Return all of the data exactly as written, without the pictures.
-- Start --
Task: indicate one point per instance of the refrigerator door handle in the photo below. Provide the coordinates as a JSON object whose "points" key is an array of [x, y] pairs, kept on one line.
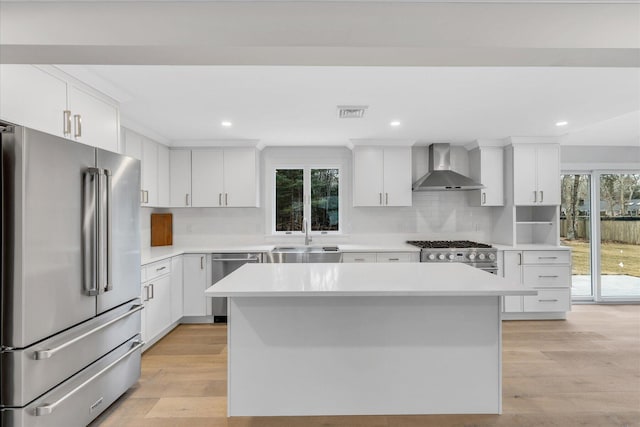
{"points": [[109, 242], [48, 353], [50, 407], [90, 230]]}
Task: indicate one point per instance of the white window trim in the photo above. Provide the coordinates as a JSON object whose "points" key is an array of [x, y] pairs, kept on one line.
{"points": [[306, 195]]}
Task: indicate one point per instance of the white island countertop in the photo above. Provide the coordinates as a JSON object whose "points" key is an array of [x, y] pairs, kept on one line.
{"points": [[401, 279]]}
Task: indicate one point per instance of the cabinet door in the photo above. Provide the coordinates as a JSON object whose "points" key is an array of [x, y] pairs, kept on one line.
{"points": [[548, 173], [207, 178], [524, 175], [150, 171], [33, 98], [368, 176], [159, 305], [195, 281], [98, 122], [492, 176], [240, 178], [397, 176], [180, 177], [163, 176], [512, 270], [176, 289]]}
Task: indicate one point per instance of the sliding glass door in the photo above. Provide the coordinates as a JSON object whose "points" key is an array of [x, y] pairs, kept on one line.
{"points": [[575, 231], [600, 221], [619, 232]]}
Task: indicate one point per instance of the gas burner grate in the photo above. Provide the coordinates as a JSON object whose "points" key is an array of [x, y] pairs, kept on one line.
-- End --
THE RESULT:
Task: indicate one point per instance of the refrigerator door handle in the photo below. Provide the coordinates as a JSON object whose "points" key is an array of [x, y] pairs, kept on one line.
{"points": [[109, 242], [48, 353], [50, 407], [90, 230]]}
Task: indicate one point per instance of the white window trim in the photo above. Provide the coordinates as a JSON object whose "points" key is an array of [x, y] pairs, kept on one line.
{"points": [[306, 195]]}
Task: indicate one point per instance of the white island countertop in the photo above. Provide the coordinates as a JSON object whose "points" key is an array of [x, y] pairs, kept on one line.
{"points": [[401, 279]]}
Task: indicate one point per instance of the cabinet door in the photo above. Provide the coordinates as a JSON object whose "points" key is an array of [x, y] pairs, kept on one line.
{"points": [[548, 173], [207, 178], [524, 175], [150, 171], [33, 98], [368, 176], [159, 305], [195, 281], [98, 122], [492, 176], [240, 178], [397, 176], [180, 177], [163, 176], [512, 270], [176, 289]]}
Task: indicate one point per instance of the sliding glass door in the photo above. Provide the coordinates as a JSON object whose "points" key is an array of [x, y] pairs, kept on one line.
{"points": [[575, 231], [600, 221], [619, 232]]}
Task: indicate one point per instance of the gas burner grate in the photo above. Provide the coordinates as a JSON object whose "points" key is an array of [x, y] pairs, kept on one line.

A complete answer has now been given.